### Given problem
Reproduce the material below word for word, leaving out the pictures.
** start of Recorded information **
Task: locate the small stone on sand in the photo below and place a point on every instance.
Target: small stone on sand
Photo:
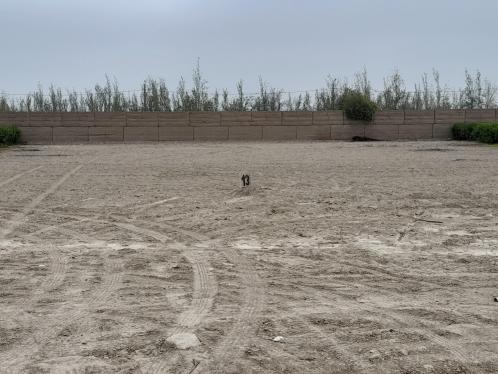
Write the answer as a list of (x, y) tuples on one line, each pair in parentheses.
[(184, 340)]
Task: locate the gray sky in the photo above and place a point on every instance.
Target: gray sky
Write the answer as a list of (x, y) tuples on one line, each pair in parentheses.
[(293, 45)]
** end of Recorded information **
### The reply
Task: locate the small stone on sand in the photo below and place a point on every instance.
Target: small stone on sand
Photo:
Write the answer as a list of (x, y) tuples on one line, each pair in parentheses.
[(184, 340)]
Task: locate the gray sky in the photo above and place a point on every instance.
Target: gray sky
Write the answer as a list of (x, y) tuples on one line, each pair in parentheses.
[(293, 45)]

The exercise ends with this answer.